● **TASK GOAL**:
Starting at the line that contains "Target: woman in tan sweater" in the listing below, write out every line word for word until you have written the line that contains "Target: blue armchair".

● **SOURCE RECORDS**:
--------------------
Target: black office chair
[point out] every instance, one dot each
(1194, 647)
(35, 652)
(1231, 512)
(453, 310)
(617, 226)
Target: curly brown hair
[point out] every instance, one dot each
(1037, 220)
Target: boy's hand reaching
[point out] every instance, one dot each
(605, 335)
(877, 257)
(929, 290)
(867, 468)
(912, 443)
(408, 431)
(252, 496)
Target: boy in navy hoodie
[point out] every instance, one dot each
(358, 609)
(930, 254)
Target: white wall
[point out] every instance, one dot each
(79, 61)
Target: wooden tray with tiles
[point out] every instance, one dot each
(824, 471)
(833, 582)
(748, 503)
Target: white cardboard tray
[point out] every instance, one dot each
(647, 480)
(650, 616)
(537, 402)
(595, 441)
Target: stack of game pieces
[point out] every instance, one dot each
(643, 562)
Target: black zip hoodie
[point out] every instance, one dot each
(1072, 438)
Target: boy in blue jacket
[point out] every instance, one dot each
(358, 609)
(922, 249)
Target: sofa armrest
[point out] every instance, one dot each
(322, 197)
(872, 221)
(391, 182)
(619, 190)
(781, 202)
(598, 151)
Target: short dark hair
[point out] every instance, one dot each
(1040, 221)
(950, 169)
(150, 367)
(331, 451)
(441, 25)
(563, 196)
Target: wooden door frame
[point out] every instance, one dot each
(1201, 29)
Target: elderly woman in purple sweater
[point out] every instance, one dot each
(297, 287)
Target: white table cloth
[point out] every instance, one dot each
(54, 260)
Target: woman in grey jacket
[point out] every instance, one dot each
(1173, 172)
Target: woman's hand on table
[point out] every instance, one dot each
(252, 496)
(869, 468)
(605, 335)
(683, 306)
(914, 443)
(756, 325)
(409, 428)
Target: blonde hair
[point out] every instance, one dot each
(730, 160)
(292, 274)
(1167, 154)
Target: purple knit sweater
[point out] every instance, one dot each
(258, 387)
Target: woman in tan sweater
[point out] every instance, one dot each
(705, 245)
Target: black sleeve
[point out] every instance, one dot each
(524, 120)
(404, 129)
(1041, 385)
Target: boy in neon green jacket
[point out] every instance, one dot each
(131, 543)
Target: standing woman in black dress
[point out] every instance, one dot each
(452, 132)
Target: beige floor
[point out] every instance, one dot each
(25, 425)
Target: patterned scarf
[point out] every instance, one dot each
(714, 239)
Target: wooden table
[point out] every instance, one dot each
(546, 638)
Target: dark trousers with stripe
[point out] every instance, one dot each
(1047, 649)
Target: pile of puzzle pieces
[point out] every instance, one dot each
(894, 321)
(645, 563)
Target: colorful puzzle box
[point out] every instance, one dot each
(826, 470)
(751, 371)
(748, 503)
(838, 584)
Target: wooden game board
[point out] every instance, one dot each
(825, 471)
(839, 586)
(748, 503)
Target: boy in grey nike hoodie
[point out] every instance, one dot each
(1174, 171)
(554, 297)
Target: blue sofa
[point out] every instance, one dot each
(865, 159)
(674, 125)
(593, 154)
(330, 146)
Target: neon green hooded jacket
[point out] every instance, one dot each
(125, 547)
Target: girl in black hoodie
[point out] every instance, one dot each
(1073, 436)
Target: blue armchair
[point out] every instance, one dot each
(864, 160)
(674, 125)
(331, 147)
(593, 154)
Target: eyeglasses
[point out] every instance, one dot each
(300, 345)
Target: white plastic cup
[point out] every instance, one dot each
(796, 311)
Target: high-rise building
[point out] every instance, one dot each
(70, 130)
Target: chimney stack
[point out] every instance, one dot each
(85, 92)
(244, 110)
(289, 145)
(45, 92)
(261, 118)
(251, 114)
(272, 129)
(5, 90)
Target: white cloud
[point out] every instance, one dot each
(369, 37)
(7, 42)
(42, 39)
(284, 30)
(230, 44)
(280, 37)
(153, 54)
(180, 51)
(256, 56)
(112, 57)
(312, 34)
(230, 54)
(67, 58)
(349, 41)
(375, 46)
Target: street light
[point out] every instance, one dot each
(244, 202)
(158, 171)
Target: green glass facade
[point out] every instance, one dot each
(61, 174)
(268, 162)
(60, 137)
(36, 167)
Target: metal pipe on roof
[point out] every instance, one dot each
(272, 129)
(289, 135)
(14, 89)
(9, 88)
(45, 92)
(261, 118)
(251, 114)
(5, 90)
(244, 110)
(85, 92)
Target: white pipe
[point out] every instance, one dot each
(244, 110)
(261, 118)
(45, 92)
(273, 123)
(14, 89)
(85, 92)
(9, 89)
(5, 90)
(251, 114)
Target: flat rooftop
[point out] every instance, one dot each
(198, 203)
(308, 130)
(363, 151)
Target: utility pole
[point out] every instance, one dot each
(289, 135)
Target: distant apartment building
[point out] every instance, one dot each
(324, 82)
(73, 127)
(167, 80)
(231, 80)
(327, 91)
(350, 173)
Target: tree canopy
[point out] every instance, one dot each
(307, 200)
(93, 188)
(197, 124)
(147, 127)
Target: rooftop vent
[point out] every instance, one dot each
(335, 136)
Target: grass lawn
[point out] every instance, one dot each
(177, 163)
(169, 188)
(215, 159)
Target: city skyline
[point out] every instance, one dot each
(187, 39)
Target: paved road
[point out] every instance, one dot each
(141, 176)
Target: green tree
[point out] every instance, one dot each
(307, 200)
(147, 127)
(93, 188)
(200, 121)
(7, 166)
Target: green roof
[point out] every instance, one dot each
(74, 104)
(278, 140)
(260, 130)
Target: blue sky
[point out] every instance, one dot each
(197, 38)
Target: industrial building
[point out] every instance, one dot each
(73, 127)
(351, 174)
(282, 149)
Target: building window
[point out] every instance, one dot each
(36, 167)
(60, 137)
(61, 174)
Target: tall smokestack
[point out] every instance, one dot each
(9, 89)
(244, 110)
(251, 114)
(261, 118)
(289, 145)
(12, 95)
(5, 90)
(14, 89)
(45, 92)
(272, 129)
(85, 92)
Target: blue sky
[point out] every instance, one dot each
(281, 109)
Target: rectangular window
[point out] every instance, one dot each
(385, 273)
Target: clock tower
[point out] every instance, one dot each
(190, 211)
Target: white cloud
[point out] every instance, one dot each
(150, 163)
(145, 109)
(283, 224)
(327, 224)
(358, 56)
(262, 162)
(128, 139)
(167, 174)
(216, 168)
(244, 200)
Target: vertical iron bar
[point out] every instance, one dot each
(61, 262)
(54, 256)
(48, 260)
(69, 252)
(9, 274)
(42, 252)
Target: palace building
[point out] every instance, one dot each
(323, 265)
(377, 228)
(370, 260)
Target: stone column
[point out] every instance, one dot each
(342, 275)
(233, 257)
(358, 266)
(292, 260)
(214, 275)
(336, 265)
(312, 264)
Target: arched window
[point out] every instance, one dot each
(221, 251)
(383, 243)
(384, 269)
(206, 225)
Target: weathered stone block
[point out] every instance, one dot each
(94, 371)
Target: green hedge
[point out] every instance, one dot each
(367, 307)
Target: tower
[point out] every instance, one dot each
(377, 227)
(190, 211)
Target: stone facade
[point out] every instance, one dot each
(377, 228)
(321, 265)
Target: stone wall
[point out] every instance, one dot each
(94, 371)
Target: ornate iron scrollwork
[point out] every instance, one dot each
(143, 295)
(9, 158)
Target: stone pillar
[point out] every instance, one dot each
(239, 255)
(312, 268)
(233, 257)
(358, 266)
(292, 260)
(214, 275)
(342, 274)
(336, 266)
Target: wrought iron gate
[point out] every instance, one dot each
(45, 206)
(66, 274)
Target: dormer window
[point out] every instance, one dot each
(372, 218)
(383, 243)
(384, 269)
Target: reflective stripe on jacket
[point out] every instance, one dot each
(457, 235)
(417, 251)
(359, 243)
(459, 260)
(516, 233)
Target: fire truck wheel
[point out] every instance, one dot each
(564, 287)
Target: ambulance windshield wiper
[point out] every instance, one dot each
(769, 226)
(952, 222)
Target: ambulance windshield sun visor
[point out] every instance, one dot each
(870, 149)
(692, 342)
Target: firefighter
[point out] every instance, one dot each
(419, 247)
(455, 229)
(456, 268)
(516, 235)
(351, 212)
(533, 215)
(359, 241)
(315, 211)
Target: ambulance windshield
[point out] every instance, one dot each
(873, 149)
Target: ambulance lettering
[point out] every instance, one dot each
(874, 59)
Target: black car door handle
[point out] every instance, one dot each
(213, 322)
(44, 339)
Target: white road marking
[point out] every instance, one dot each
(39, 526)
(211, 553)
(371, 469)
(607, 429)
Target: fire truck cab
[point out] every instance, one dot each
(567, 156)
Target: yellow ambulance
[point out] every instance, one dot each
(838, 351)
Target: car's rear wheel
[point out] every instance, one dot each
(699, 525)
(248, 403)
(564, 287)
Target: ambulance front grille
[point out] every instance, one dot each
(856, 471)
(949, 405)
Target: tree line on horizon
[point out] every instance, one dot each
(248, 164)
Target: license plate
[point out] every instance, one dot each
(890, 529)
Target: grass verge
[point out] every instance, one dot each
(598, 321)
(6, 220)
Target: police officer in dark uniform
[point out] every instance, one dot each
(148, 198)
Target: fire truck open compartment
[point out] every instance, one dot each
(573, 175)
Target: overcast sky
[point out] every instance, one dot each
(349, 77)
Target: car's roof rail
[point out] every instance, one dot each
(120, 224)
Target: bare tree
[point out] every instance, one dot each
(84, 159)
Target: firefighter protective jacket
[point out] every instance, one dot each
--------------------
● **RESULT FOR THIS EXERCISE**:
Target: woman in tan sweater
[point out] every instance, one dot each
(705, 245)
Target: black sleeve
[point out] every instance, one dot each
(524, 120)
(404, 129)
(1041, 385)
Target: boy in neon green jacket
[point out] every instance, one dot each
(131, 543)
Target: standing woman in black dress
[point out] every instance, one dot each
(452, 132)
Target: beige floor
[point out] every instance, one dot each
(25, 425)
Target: patterned scarf
[point out] every instance, one dot each
(714, 239)
Target: wooden table
[point out] every instance, one dot each
(546, 638)
Target: dark trousers with stripe
[point out] every instance, one dot each
(1047, 649)
Target: pile of puzzle pieces
[point out] every instance, one dot each
(894, 321)
(645, 563)
Target: colorful puzzle box
[point out] every instance, one dot each
(826, 470)
(751, 371)
(748, 503)
(838, 584)
Target: wooden game board
[point out] every instance, one dot each
(825, 471)
(839, 586)
(748, 503)
Target: boy in grey nike hoodie
[point out] every instance, one dot each
(1174, 171)
(554, 297)
Target: blue sofa
[point out] every instance, one dot each
(865, 159)
(674, 125)
(593, 154)
(330, 146)
Target: neon green hooded jacket
[point out] every instance, one dot each
(125, 547)
Target: girl in black hoodie
[point out] every instance, one dot each
(1073, 436)
Target: blue armchair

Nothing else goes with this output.